§ **What the task asks**
Please name the program Prof. Ondrechen developed for predicting the pKa of titratable amino acids, according to the message on pKa shifts below.

╭─ Text segment

Hi Deepak,

With regards observed pKa shifts, Prof. Ondrechen from Northeastern University 
has had a long interest in this field.

http://www.northeastern.edu/org/wp/

Under the computational tools that she has developed a program called THEMATICS 
that allows you to predict the pka of titratable amino acids and she has been 
able to predict shifts. Though the server seems to be down at this point, here 
is the reference: Y. Wei, J. Ko, L.F. Murga, and M.J. Ondrechen, BMC 
Bioinformatics 8:119, (2007)

>From the commercial side, Dr. Spassov from Accelrys has also been working on 
>tools that predict protein ionization. In his work, he has also been able to 
>predict significant pka shifts for functionally relevant residues.

╰─
╭─ Data extract

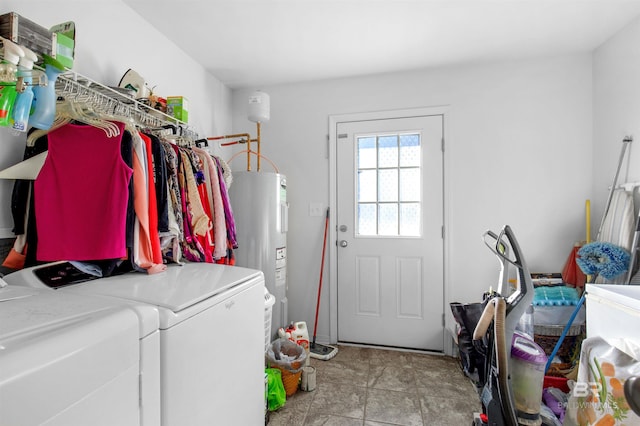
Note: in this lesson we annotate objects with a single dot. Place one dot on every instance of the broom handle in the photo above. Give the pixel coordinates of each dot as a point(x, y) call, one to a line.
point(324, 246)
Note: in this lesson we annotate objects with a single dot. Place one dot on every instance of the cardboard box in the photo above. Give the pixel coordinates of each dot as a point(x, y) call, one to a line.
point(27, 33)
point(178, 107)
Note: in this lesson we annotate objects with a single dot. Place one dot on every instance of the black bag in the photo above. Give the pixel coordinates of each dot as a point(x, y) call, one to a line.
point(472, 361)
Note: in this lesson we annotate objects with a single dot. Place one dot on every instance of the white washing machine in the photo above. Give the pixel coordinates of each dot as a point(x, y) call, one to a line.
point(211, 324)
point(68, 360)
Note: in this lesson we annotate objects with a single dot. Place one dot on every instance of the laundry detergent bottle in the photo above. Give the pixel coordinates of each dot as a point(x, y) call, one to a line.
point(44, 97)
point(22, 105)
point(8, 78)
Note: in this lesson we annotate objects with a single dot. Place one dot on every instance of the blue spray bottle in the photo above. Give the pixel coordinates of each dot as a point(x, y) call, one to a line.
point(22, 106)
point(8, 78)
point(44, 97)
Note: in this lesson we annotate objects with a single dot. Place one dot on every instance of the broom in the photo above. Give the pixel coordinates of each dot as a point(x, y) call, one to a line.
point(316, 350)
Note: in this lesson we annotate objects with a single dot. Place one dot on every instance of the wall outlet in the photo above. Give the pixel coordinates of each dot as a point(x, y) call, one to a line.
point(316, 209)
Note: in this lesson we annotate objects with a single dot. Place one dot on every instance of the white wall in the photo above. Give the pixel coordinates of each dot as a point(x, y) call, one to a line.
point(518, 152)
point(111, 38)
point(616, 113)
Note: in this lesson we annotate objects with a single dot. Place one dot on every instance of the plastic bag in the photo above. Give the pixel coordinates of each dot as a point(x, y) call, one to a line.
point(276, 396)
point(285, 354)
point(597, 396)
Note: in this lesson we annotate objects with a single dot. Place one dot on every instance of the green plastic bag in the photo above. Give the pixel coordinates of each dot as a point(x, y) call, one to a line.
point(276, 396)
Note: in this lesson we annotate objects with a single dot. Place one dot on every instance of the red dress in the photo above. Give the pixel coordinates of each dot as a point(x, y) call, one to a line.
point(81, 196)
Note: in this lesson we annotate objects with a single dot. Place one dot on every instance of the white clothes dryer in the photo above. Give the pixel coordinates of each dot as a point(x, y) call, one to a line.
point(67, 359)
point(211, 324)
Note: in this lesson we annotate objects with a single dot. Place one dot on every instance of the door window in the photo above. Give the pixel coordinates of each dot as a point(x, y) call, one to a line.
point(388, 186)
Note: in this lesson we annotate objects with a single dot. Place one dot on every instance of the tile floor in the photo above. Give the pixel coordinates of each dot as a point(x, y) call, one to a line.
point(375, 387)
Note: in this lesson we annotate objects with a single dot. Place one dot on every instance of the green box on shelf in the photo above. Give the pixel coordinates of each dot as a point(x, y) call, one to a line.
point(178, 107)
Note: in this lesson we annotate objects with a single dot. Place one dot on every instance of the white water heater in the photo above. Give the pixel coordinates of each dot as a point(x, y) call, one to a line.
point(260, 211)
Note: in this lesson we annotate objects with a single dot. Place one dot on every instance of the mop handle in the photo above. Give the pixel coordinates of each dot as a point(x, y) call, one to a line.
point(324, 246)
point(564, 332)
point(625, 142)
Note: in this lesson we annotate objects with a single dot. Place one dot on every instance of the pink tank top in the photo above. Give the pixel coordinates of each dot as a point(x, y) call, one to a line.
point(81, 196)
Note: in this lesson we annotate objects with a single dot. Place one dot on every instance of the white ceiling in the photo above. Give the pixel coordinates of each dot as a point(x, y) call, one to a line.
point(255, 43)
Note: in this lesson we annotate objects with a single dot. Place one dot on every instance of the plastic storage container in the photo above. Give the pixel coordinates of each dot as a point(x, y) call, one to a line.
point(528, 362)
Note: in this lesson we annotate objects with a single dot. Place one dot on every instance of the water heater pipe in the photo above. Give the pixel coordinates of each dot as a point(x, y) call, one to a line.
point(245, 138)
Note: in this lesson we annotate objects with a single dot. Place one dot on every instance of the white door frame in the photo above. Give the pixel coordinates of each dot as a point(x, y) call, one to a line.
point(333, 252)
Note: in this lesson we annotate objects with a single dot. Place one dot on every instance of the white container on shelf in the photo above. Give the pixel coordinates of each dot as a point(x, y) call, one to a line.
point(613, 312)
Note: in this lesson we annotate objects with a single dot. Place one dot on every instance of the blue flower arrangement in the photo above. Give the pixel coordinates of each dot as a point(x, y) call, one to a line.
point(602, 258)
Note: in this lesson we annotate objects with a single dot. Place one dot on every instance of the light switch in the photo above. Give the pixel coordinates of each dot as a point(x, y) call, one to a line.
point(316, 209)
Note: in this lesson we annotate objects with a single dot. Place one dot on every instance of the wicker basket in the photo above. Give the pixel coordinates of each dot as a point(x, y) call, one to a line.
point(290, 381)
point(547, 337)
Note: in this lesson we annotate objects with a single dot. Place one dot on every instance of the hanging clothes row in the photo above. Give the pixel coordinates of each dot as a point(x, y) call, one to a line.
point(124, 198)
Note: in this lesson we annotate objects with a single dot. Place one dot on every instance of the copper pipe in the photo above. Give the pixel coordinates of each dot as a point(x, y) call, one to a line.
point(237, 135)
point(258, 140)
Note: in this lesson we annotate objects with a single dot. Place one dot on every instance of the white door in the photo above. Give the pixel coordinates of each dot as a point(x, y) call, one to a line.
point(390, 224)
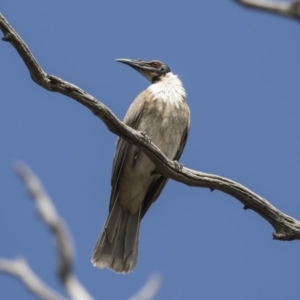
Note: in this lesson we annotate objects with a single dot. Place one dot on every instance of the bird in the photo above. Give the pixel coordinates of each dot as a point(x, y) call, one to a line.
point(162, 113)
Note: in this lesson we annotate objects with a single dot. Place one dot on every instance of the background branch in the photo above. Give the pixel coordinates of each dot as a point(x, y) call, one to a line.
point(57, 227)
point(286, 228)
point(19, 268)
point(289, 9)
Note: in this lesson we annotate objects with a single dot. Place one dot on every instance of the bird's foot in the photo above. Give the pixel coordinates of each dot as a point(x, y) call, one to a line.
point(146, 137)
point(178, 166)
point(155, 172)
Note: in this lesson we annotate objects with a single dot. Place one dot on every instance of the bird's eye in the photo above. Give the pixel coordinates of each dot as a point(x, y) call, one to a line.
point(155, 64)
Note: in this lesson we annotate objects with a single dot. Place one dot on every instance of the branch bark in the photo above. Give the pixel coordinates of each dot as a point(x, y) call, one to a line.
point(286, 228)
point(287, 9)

╰─

§ **Answer area**
THEMATICS